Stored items
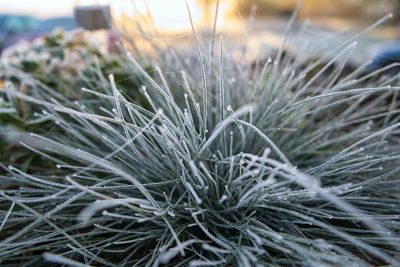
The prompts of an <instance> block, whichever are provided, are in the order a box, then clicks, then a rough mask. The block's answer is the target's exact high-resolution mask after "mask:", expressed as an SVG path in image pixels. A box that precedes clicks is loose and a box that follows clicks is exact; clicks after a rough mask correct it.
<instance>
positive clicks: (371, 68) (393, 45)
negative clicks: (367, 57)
mask: <svg viewBox="0 0 400 267" xmlns="http://www.w3.org/2000/svg"><path fill="white" fill-rule="evenodd" d="M393 63H400V40H395V41H390V42H386V43H383V44H380V45H379V46H378V47H376V48H375V52H374V57H373V61H372V63H371V64H370V65H369V68H370V69H371V70H377V69H380V68H382V67H385V66H388V65H390V64H393ZM398 72H400V66H394V67H392V68H389V69H388V70H387V71H386V73H390V74H395V73H398Z"/></svg>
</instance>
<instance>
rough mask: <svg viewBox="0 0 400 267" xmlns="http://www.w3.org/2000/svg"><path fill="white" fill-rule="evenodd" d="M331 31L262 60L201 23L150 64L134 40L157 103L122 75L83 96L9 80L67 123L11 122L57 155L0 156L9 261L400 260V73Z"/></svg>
mask: <svg viewBox="0 0 400 267" xmlns="http://www.w3.org/2000/svg"><path fill="white" fill-rule="evenodd" d="M193 33H194V36H195V37H196V34H195V31H194V29H193ZM318 45H319V44H310V46H311V47H306V46H305V47H304V48H303V49H304V50H302V51H299V53H298V55H294V56H291V54H290V53H285V56H283V53H282V50H280V51H278V53H277V55H276V56H274V58H273V59H268V60H265V61H264V62H263V64H262V65H260V66H259V65H253V66H248V65H245V64H240V63H235V62H233V61H232V60H231V59H230V57H229V51H228V52H224V51H223V48H224V44H223V39H222V37H221V38H220V42H219V46H218V49H215V51H214V50H212V51H209V50H208V49H205V48H204V47H202V46H201V45H200V43H199V42H198V40H197V37H196V46H197V59H198V60H197V62H196V64H195V65H193V64H192V62H193V61H194V60H192V59H191V58H190V59H189V60H187V61H185V60H182V59H181V58H179V55H176V54H173V53H172V52H171V54H168V53H169V52H166V53H167V56H163V57H162V58H163V60H164V61H163V62H161V63H160V67H157V66H156V64H155V66H156V67H155V68H154V69H155V72H154V73H153V74H152V75H149V74H148V73H147V72H146V71H145V70H144V69H143V68H142V66H141V64H140V63H139V62H137V61H136V60H135V58H134V56H132V55H130V54H129V53H127V58H128V59H129V64H130V67H131V69H132V75H136V76H138V77H140V78H139V79H140V81H141V83H142V87H141V94H142V95H143V96H144V97H145V98H146V99H147V102H148V103H147V107H146V108H143V106H140V105H138V104H137V103H135V102H131V101H129V100H127V99H126V97H125V96H124V94H123V93H121V90H120V89H119V86H118V83H116V82H115V79H114V76H113V75H110V76H109V77H108V78H109V86H104V87H100V88H82V91H83V92H84V93H85V96H84V97H83V98H82V99H78V100H77V101H71V100H69V99H68V98H65V97H64V96H63V95H61V94H56V93H52V91H51V90H44V88H42V86H41V84H40V83H37V82H36V81H35V79H33V78H32V79H28V80H27V82H29V85H30V88H31V91H30V92H31V93H30V94H25V93H23V92H20V91H18V90H17V89H16V88H15V87H14V86H13V84H12V83H11V82H7V83H6V86H5V89H4V91H5V96H4V97H5V100H6V101H8V103H9V105H11V104H12V103H17V102H18V101H13V99H19V100H21V101H24V103H29V105H32V106H34V107H37V108H40V109H41V112H38V113H36V114H35V116H36V117H35V120H37V121H47V122H51V123H53V125H54V127H56V128H57V134H56V135H54V134H52V133H51V132H49V133H42V134H37V133H36V132H23V131H20V130H19V131H17V130H15V129H11V128H10V129H9V130H7V131H5V132H4V133H2V135H3V137H4V138H5V140H7V142H13V143H16V144H19V145H20V146H22V147H24V148H25V149H26V150H29V151H32V152H34V153H37V154H39V155H40V156H41V157H42V158H43V159H47V160H49V161H50V162H53V163H54V166H55V168H54V169H51V170H49V169H39V170H34V171H31V172H29V173H27V172H24V171H23V170H21V169H20V168H18V167H16V166H14V165H13V164H10V165H9V166H4V165H1V166H2V168H3V169H4V171H5V172H6V174H4V175H2V176H1V177H0V178H1V180H2V191H1V202H0V205H1V217H2V220H1V226H0V230H1V231H0V235H1V241H0V258H1V259H2V264H5V265H7V264H8V265H15V264H21V265H22V264H23V265H38V264H43V262H45V261H48V262H51V263H57V264H65V265H71V266H89V265H94V266H96V265H105V266H136V265H138V266H187V265H188V266H265V265H283V266H286V265H306V266H324V265H335V266H337V265H343V266H352V265H362V266H364V265H365V266H367V265H388V264H392V265H398V264H399V261H400V259H399V253H400V248H399V247H400V246H399V244H400V239H399V236H398V235H399V230H400V226H399V216H400V199H399V193H398V187H399V179H398V176H399V173H398V172H399V170H400V167H399V166H400V164H399V163H400V161H399V159H400V154H399V151H400V150H399V136H398V134H399V130H398V128H399V127H400V123H399V122H398V121H399V109H398V102H397V101H398V99H397V98H398V91H399V89H400V87H397V86H396V84H397V80H398V77H399V76H398V75H396V76H390V77H389V76H382V75H380V73H382V72H384V70H382V71H377V72H376V73H366V72H365V69H366V65H364V66H361V67H360V68H358V69H356V70H355V71H354V72H351V73H350V74H343V72H342V70H343V68H344V67H345V65H346V63H347V60H348V58H349V55H350V54H351V53H352V52H353V50H354V49H355V48H356V44H355V43H353V40H349V42H346V43H344V44H343V46H342V47H338V48H337V49H336V51H333V53H334V56H332V55H326V56H323V57H321V58H320V59H318V60H317V61H316V62H311V61H309V59H310V58H314V56H315V54H313V53H312V52H310V51H315V50H316V47H318ZM282 47H284V46H282ZM160 53H161V52H160ZM211 55H214V56H213V57H211ZM321 64H323V67H322V68H320V67H319V66H321ZM388 68H390V66H389V67H388ZM310 73H314V74H313V75H310ZM391 85H392V86H391ZM86 96H87V98H86ZM88 99H89V100H88Z"/></svg>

HOW TO COMPLETE THIS TASK:
Rewrite the lines of the items as a numbered list, starting at the line that contains "</instance>" and ending at the line that contains "rough mask: <svg", and leave out any blank lines.

ANSWER BOX:
1. </instance>
2. <instance>
3. rough mask: <svg viewBox="0 0 400 267" xmlns="http://www.w3.org/2000/svg"><path fill="white" fill-rule="evenodd" d="M331 31L262 60L201 23L150 64L134 40L157 103L122 75L83 96L9 80L67 123L11 122L57 155L0 156L9 261L400 260V73Z"/></svg>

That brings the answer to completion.